— INSTRUCTIONS FOR THE TASK —
Print each of the records below, leaving every word as it is.

GIVEN DATA below:

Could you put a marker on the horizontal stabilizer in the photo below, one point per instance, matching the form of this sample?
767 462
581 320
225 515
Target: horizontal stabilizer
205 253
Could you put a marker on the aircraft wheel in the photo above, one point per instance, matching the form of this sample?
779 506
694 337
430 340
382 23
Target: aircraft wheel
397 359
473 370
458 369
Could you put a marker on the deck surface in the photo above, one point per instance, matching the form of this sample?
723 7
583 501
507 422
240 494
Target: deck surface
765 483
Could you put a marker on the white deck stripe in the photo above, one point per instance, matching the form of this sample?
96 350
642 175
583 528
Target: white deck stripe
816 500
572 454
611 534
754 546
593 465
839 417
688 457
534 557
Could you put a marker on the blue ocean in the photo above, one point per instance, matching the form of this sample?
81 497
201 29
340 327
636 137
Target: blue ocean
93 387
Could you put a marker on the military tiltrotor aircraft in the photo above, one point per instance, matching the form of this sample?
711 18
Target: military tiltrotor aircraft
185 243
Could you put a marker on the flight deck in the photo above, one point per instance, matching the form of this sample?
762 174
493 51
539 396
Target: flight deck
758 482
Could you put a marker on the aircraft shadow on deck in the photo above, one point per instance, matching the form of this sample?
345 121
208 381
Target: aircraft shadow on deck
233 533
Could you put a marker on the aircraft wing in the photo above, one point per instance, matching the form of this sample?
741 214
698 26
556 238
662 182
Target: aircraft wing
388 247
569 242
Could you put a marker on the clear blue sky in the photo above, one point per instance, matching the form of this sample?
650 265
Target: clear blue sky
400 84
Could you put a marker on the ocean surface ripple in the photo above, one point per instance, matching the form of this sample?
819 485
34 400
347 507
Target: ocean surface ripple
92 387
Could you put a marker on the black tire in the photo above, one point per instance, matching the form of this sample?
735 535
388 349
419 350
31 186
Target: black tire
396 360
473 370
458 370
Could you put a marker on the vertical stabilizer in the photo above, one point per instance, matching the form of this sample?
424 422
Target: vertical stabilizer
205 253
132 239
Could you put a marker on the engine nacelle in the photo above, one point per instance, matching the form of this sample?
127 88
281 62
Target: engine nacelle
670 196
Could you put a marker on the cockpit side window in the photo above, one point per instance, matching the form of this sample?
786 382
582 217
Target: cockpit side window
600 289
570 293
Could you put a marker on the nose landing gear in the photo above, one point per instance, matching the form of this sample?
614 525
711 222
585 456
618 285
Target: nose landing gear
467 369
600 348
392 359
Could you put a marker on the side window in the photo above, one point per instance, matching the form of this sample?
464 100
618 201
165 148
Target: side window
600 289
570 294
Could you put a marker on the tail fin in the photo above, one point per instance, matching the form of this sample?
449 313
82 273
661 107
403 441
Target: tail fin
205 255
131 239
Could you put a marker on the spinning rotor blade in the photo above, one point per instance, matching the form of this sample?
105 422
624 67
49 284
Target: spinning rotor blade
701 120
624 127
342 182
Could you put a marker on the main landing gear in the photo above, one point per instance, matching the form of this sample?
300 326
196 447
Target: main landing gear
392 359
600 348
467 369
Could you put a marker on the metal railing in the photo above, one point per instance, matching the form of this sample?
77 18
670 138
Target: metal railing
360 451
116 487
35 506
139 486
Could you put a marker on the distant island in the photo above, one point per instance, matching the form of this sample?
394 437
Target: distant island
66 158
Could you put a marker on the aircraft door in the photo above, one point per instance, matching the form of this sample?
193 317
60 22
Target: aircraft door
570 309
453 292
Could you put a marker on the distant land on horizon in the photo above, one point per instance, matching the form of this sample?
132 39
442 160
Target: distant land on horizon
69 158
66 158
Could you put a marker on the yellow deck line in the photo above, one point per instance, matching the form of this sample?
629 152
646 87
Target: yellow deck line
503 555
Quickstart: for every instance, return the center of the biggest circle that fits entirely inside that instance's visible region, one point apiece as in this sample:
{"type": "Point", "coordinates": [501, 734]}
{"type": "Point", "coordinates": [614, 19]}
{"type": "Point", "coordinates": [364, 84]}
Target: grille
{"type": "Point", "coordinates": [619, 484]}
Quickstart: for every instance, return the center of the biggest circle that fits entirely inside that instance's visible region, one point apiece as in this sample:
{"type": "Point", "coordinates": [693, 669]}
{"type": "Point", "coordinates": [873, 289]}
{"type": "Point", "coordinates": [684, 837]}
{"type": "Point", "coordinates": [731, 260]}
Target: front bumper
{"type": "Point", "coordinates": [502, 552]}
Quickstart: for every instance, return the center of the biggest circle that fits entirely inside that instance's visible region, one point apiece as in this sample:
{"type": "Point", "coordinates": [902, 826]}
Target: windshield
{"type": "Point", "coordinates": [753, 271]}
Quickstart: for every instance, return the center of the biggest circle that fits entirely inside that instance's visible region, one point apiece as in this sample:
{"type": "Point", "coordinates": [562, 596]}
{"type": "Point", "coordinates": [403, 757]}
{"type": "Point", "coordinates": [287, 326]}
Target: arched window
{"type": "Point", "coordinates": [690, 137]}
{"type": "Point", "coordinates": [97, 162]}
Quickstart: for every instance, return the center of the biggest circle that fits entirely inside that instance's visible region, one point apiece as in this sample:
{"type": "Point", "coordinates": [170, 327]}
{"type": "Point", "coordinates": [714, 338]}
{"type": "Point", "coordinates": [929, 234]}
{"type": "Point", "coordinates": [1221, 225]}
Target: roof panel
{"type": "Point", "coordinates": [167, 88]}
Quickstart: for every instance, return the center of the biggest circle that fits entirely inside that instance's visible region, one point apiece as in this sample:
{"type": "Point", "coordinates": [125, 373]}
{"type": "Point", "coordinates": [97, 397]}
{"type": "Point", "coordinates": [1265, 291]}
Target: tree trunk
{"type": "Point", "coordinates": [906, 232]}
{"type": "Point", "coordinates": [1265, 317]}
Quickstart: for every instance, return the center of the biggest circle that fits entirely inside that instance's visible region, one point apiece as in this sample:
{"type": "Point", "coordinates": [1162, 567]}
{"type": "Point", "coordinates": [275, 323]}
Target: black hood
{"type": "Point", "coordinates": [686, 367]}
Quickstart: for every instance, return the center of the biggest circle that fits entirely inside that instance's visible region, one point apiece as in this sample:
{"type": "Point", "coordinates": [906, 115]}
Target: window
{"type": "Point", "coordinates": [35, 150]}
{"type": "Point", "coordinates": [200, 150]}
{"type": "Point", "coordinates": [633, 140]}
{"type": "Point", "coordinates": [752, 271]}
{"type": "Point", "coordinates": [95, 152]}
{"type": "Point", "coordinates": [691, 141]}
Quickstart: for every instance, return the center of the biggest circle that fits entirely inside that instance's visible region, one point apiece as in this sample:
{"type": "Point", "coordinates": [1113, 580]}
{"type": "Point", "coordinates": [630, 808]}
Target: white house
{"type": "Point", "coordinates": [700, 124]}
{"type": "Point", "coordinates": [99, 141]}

End of GIVEN DATA.

— RESULT OF THIS TASK —
Could you put a marker on the horizontal stabilizer in the photo below, one point per instance, matching the form of this sample?
767 462
581 320
225 515
Target: horizontal stabilizer
205 253
Could you put a marker on the aircraft wheel in the photo above, one point per instance, matching the form of this sample?
779 506
694 337
430 340
382 23
Target: aircraft wheel
397 359
473 370
458 369
Could you put a marker on the deck surface in the photo above, one point per instance, matching the form of this sample?
723 7
583 501
507 422
240 494
Target: deck surface
765 483
Could you put a marker on the white deck stripe in the photo above, one point per instance, matching the form of this sample?
96 350
642 175
583 528
Target: white deck stripe
816 500
572 454
611 534
754 546
593 465
839 417
688 457
534 557
Could you put a marker on the blue ocean in the photo above, one point per instance, matching the form of this sample?
81 497
201 29
340 327
636 137
Target: blue ocean
93 387
Could you put a marker on the military tiltrotor aircraft in the photo above, one point per instance, matching the form of this sample?
711 18
Target: military tiltrotor aircraft
185 243
Could you put a marker on the flight deck in the photo above, one point per instance, matching the form of this sample?
762 174
493 51
539 396
Target: flight deck
758 482
Could you put a marker on the aircraft shadow on deck in the photo above, one point per instance, matching the form of this sample?
345 121
208 381
Target: aircraft shadow on deck
233 533
Could you put a marker on the aircraft wing in the photo above, one point per instance, matching the form of this sample?
741 214
698 26
556 238
662 182
Target: aircraft wing
388 247
569 242
Could you put a marker on the clear blue sky in the photo above, one point per instance, matching the form of this sample?
650 265
Target: clear blue sky
400 84
Could you put a marker on the ocean surface ripple in the photo above, one point per instance, matching the form of this sample?
819 485
34 400
347 507
Target: ocean surface ripple
92 387
Could you put a marker on the black tire in the photo above, one point per instance, matching the form of this sample?
735 535
388 349
419 350
31 186
Target: black tire
396 360
473 370
458 370
Could you put a marker on the vertical stabilizer in the photo above, one point per instance, matching the form of this sample?
424 422
Target: vertical stabilizer
205 253
132 239
Could you put a marker on the engine nacelle in the photo above, one point per instance, matching the form of this sample?
127 88
281 62
Target: engine nacelle
670 196
Could you put a marker on the cockpit side window in the photo above, one point per instance, matching the form of this sample?
786 382
582 217
Target: cockpit side window
600 289
570 293
Could you put a marker on the nose landing gear in the photo above, one point per instance, matching the form of this sample?
614 525
711 222
585 456
618 285
Target: nose landing gear
467 369
600 348
392 359
Could you put a marker on the side window in the photo above, one point per instance, matching the form of this sample?
464 100
618 201
165 148
Target: side window
600 289
570 294
Could you put a marker on the tail fin in the photo above, one point per instance, matching the form of this sample?
449 313
82 273
661 107
403 441
Target: tail fin
205 255
131 239
Could you put a marker on the spinning rotor blade in the photo above, one point per instance, matching the form of this sample?
105 422
624 67
49 284
Target: spinning rotor blade
701 120
624 127
342 182
Could you put a marker on the main landing gear in the photo above, one point per instance, matching the form of this sample?
300 326
196 447
Target: main landing gear
392 359
600 348
467 369
Could you put a marker on the metal railing in the photo above, one point per instance, matching the form of this sample?
77 18
670 138
Target: metal railing
360 451
116 487
35 506
139 486
Could you put a marker on the distant island in the photo above, one point per instance, matching the form of this sample?
394 437
Target: distant island
66 158
Could you put a marker on the aircraft door in the photo above, one point per instance, matching the form of this sample?
193 317
60 22
Target: aircraft door
570 309
453 292
Could you put a marker on the distant land on horizon in the photo above, one point per instance, matching the form of this sample?
132 39
442 160
Target: distant land on horizon
69 158
66 158
Could you put a marker on the yellow deck line in the photo above, one point per instance, matching the form of this sample?
629 152
646 87
Target: yellow deck line
503 555
Quickstart: for every instance, return the center of the biggest circle that fits entirely inside that instance's visible region, one point apiece as in this sample:
{"type": "Point", "coordinates": [501, 734]}
{"type": "Point", "coordinates": [614, 19]}
{"type": "Point", "coordinates": [364, 84]}
Target: grille
{"type": "Point", "coordinates": [619, 484]}
Quickstart: for every instance, return the center of the biggest circle that fits entirely inside that instance's visible region, one point apiece as in this sample:
{"type": "Point", "coordinates": [693, 669]}
{"type": "Point", "coordinates": [873, 289]}
{"type": "Point", "coordinates": [684, 837]}
{"type": "Point", "coordinates": [731, 260]}
Target: front bumper
{"type": "Point", "coordinates": [502, 552]}
Quickstart: for every instance, return the center of the biggest circle that fits entirely inside that instance's visible region, one point apiece as in this sample:
{"type": "Point", "coordinates": [902, 826]}
Target: windshield
{"type": "Point", "coordinates": [753, 271]}
Quickstart: for every instance, return the center of the biggest circle that fits entirely inside that instance's visible region, one point apiece as in this sample:
{"type": "Point", "coordinates": [562, 596]}
{"type": "Point", "coordinates": [403, 757]}
{"type": "Point", "coordinates": [287, 326]}
Target: arched window
{"type": "Point", "coordinates": [690, 137]}
{"type": "Point", "coordinates": [97, 162]}
Quickstart: for every instance, return the center of the biggest circle that fits entirely inside that instance's visible region, one point apiece as in this sample:
{"type": "Point", "coordinates": [170, 327]}
{"type": "Point", "coordinates": [714, 338]}
{"type": "Point", "coordinates": [929, 234]}
{"type": "Point", "coordinates": [1221, 225]}
Target: roof panel
{"type": "Point", "coordinates": [167, 88]}
Quickstart: for every instance, return the center of the biggest circle that fits entirely inside that instance's visible region, one point apiece as in this sample:
{"type": "Point", "coordinates": [125, 373]}
{"type": "Point", "coordinates": [97, 397]}
{"type": "Point", "coordinates": [1265, 291]}
Target: tree trunk
{"type": "Point", "coordinates": [906, 232]}
{"type": "Point", "coordinates": [1265, 317]}
Quickstart: for every instance, return the center of the biggest circle that fits entirely inside that instance's visible region, one point apiece as in this sample:
{"type": "Point", "coordinates": [1162, 567]}
{"type": "Point", "coordinates": [275, 323]}
Target: black hood
{"type": "Point", "coordinates": [686, 367]}
Quickstart: for every instance, return the center of the biggest circle that fits entirely inside that instance's visible region, one point apiece as in this sample:
{"type": "Point", "coordinates": [906, 115]}
Target: window
{"type": "Point", "coordinates": [35, 150]}
{"type": "Point", "coordinates": [200, 150]}
{"type": "Point", "coordinates": [633, 140]}
{"type": "Point", "coordinates": [752, 271]}
{"type": "Point", "coordinates": [95, 152]}
{"type": "Point", "coordinates": [691, 141]}
Quickstart: for every instance, return the center of the biggest circle that fits entirely inside that instance's visible region, one point apiece as in this sample:
{"type": "Point", "coordinates": [1113, 580]}
{"type": "Point", "coordinates": [630, 808]}
Target: white house
{"type": "Point", "coordinates": [700, 124]}
{"type": "Point", "coordinates": [99, 141]}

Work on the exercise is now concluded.